▶ Work required:
What comes back must be the data itself, retyped exactly.

[Dataset entries]
-.-.-

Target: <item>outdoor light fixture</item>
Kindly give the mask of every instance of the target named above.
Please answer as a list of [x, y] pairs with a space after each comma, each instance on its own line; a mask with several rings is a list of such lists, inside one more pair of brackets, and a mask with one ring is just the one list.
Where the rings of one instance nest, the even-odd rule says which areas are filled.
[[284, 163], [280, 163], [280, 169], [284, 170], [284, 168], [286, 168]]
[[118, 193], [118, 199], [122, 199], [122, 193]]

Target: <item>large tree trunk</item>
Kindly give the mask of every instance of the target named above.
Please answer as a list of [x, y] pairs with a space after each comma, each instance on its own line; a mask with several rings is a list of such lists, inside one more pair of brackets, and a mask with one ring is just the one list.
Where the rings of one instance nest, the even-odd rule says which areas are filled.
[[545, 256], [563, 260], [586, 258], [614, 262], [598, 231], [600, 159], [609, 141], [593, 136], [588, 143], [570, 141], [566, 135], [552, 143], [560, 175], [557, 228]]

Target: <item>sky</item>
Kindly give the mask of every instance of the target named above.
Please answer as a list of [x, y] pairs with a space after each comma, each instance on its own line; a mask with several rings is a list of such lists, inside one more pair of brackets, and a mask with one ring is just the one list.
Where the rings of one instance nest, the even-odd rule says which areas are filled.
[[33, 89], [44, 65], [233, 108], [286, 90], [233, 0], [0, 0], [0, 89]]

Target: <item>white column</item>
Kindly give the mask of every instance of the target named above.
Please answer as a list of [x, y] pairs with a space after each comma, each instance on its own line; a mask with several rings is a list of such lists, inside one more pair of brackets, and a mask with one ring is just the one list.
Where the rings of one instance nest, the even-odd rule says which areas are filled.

-.-.-

▶ Reply to the task:
Target: <item>outdoor light fixture</item>
Kindly give the mask of every instance of the target named above.
Please answer as a list of [x, y] pairs with a space after each comma, each instance on its own line; a mask with several rings is a list of such lists, inside one more pair of brackets, and a mask with one ring is just the one list.
Where the rings of one instance nest, the even-odd rule says which areas are filled.
[[284, 163], [280, 163], [280, 169], [284, 170], [284, 168], [286, 168]]
[[118, 193], [118, 199], [122, 199], [122, 193]]

Target: <item>large tree trunk</item>
Kindly give the mask of every instance of the target named above.
Please answer as a list of [x, y] pairs with a space after each comma, each instance on its own line; a mask with several rings is a list of such lists, inside one more pair of brackets, and a mask with one ring is just the one list.
Where the rings of one instance nest, the even-odd rule says which areas are filled.
[[545, 256], [563, 260], [586, 258], [614, 262], [598, 231], [600, 159], [609, 141], [593, 136], [588, 143], [570, 141], [566, 135], [552, 143], [560, 175], [557, 228]]

Target: <item>sky</item>
Kindly give the mask of every instance of the target named above.
Please answer as a list of [x, y] pairs with a space after each comma, each instance on its own line; a mask with several rings is a list of such lists, inside one more pair of brackets, and a mask with one ring is just the one list.
Where the rings of one instance nest, the even-odd rule says which areas are filled.
[[33, 89], [44, 65], [233, 108], [286, 90], [233, 0], [0, 0], [0, 89]]

Target: <item>white column</item>
Kindly give the mask of every instance of the target named above.
Please answer as a list of [x, y] pairs with a space after each comma, each instance on its own line; a mask with several rings is a list of such lists, inside one more pair of brackets, and a mask with one ring is just the one list.
Where the rings of one instance nest, the even-odd rule says which areas are filled.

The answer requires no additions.